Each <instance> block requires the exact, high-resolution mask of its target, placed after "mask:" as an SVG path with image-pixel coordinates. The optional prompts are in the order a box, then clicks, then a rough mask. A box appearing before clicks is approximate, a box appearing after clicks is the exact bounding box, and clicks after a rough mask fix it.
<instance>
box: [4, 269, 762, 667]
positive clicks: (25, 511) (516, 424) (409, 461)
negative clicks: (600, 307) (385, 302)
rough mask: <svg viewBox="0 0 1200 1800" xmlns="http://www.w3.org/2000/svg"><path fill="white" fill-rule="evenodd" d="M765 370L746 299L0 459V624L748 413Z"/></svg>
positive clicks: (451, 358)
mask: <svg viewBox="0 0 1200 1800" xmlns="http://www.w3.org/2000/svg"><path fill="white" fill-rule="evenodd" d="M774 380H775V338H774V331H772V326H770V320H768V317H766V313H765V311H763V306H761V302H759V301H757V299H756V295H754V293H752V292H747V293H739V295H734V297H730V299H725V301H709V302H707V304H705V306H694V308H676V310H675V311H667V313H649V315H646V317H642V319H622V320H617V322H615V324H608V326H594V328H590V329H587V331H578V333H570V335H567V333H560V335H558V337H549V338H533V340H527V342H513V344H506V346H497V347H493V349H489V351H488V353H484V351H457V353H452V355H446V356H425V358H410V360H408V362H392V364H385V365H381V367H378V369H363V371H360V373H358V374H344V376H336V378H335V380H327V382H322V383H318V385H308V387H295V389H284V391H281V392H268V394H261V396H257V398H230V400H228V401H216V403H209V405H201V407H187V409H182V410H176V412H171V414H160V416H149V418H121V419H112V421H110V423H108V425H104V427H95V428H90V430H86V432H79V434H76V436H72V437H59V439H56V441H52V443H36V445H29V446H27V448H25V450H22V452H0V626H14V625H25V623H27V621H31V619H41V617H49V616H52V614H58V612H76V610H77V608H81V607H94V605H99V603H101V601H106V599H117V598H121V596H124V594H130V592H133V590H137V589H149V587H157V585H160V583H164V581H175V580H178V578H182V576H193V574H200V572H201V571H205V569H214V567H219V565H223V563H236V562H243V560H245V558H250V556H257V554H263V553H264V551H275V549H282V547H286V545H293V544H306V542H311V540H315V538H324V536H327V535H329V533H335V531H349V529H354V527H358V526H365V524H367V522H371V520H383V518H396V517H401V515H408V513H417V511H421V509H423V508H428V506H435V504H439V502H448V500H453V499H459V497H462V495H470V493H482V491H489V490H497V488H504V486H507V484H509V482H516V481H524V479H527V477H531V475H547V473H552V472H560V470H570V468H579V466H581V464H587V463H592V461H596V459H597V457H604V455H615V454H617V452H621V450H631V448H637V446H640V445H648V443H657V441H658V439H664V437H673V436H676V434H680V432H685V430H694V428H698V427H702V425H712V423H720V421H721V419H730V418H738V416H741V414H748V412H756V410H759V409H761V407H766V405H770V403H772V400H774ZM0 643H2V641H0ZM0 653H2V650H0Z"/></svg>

*PROBLEM DESCRIPTION*: In the records, locate each line holding the string "instance" and copy it.

*YOUR RESPONSE*:
Each <instance> block requires the exact, high-resolution mask of its target, placed after "mask:" as an SVG path with image-pixel coordinates. The optional prompts are in the order a box, then clicks, then a rough mask. A box appearing before clicks is approximate, a box appearing after clicks is the exact bounding box, and clicks after a rough mask fix it.
<instance>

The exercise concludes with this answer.